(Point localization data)

........

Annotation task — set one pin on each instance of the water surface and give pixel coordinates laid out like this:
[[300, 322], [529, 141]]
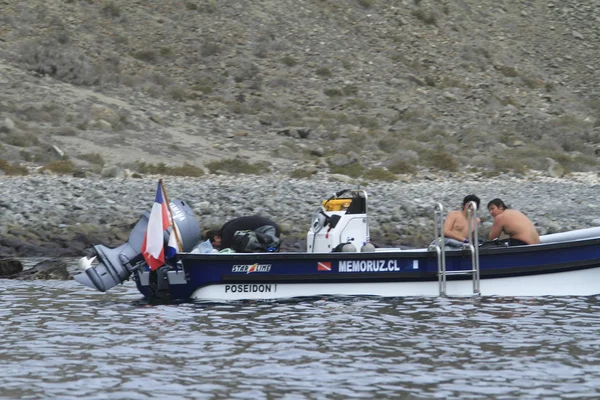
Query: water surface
[[61, 340]]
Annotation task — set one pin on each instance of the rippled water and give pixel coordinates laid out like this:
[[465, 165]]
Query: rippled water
[[61, 340]]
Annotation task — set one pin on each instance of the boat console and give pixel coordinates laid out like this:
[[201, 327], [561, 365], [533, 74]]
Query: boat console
[[340, 224]]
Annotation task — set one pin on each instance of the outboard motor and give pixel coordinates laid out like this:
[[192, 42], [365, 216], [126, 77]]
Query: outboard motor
[[116, 265]]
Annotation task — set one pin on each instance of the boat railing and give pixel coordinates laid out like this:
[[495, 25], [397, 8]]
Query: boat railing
[[440, 246], [472, 246]]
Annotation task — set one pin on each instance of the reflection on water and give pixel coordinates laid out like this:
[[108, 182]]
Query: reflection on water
[[62, 340]]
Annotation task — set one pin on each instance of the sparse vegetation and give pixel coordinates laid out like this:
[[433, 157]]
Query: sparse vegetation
[[332, 92], [426, 16], [366, 3], [12, 169], [237, 166], [379, 174], [402, 167], [162, 169], [323, 72], [300, 173], [289, 61], [60, 167]]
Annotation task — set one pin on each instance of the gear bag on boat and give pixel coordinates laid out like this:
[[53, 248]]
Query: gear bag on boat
[[262, 239]]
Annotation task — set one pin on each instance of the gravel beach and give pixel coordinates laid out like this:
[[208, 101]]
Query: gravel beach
[[48, 215]]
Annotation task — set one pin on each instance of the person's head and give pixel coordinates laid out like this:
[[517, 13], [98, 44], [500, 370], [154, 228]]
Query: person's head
[[214, 236], [469, 199], [496, 207]]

........

#### Aim of the task
Quote the entries above word for word. Leave the images out.

#### Response box
Annotation task — set one pin on each instance of the water surface and give pixel coordinates laid out like this:
[[300, 322], [529, 141]]
Query: water surface
[[61, 340]]
Annotation task — set one pin on each instance of the rippled water and give pixel coordinates laid out like this:
[[465, 165]]
Query: rippled water
[[61, 340]]
Annotation task — set one pin on each instance of the boat console and give pixel coordinates laid out like this:
[[201, 327], [561, 365], [533, 74]]
Query: boat console
[[340, 224]]
Annotation task — set one pin on each instance of the outboard motor and give pixel coordinates laid out like this:
[[192, 42], [365, 216], [126, 77]]
Query: outboard motor
[[116, 265]]
Annotation task — set one pin on each instance of the boat railing and give pixel coordinates laid out like this:
[[495, 25], [397, 8]]
Query: boat railing
[[440, 246], [472, 246]]
Annotation task — set one pin on each instance of the reflection on water and give pixel coordinates laid out like this:
[[108, 182]]
Query: reflection on water
[[62, 340]]
Annotation task — set one pin on each instance of the sparse vegetation and give pixel coordinates laid out like this:
[[433, 157]]
Query: sparse vegetation
[[332, 92], [426, 16], [366, 3], [12, 169], [237, 166], [379, 174], [402, 167], [162, 169], [323, 72], [300, 173], [289, 61], [60, 167]]
Annotation task — set one pin on each instance of the gear bag on boat and give pixel coordinates laid out like this:
[[53, 248]]
Query: gear bag on boat
[[262, 239]]
Annotation task — set one pin on each instance of the gravel beach and give pixel coordinates laid out like this:
[[208, 101]]
Query: gravel beach
[[48, 215]]
Annotation task — set one pin on each instance of the person's head and give pixel coordinates laid out like this:
[[517, 13], [98, 44], [500, 370], [154, 228]]
Query: person's head
[[214, 236], [469, 199], [496, 207]]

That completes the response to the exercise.